◆ Task objective ◆
Please give every line of the rows below as a numbered list, skipping blank lines and leaving the pictures out of your answer.

+ + + + +

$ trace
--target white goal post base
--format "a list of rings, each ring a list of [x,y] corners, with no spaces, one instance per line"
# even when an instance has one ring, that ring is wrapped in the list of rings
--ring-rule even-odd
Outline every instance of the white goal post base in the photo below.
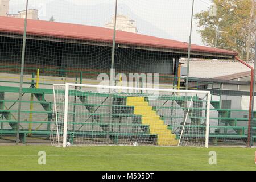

+ + + + +

◆ Task solution ◆
1. $ trace
2. --target white goal post base
3. --format "a list of rings, each ring a list of [x,y] corners, with no spaces, one instance per line"
4. # even when an instance has one ring, that ring is wrapped in the list of rings
5. --ring-rule even-odd
6. Outline every instance of the white goal post base in the photo below.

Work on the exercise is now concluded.